(Stored items)

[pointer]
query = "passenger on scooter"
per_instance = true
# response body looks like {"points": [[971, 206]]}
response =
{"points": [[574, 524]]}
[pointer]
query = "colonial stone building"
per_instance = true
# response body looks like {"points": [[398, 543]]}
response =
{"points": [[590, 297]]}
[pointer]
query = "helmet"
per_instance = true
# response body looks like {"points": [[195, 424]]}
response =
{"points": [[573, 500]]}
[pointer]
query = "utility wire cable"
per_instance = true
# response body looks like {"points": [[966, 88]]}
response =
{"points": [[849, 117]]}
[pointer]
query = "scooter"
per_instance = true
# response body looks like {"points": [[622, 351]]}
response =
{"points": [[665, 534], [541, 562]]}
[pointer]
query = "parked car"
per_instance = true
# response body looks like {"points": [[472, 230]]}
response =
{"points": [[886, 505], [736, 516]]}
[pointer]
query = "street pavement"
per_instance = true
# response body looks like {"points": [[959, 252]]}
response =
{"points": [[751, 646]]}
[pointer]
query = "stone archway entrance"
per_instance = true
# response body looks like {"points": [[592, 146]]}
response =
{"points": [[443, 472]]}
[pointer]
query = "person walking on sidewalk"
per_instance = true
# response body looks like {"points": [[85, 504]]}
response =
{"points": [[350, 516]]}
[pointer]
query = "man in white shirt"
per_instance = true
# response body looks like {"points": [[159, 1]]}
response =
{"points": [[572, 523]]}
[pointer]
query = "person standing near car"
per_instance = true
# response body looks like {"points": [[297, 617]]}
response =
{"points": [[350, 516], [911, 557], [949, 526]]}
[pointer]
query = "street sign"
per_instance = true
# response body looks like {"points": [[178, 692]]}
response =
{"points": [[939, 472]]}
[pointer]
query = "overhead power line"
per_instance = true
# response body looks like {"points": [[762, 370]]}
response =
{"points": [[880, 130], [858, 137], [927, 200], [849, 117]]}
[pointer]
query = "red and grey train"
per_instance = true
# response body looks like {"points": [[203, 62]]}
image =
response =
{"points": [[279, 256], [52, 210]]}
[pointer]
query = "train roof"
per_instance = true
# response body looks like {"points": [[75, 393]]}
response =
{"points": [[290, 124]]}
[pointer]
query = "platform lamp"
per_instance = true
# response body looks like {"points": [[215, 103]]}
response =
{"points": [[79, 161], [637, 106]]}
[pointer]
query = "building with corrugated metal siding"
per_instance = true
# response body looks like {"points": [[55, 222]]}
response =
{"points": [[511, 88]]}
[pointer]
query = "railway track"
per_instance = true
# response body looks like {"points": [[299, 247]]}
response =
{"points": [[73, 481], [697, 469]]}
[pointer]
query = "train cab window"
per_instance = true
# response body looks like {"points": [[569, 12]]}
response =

§ Task brief
Select every line in the rows above that contains the string "person", matching case exactly, and copy each one.

§ The answer
query = "person walking on sidewalk"
query = "person standing near car"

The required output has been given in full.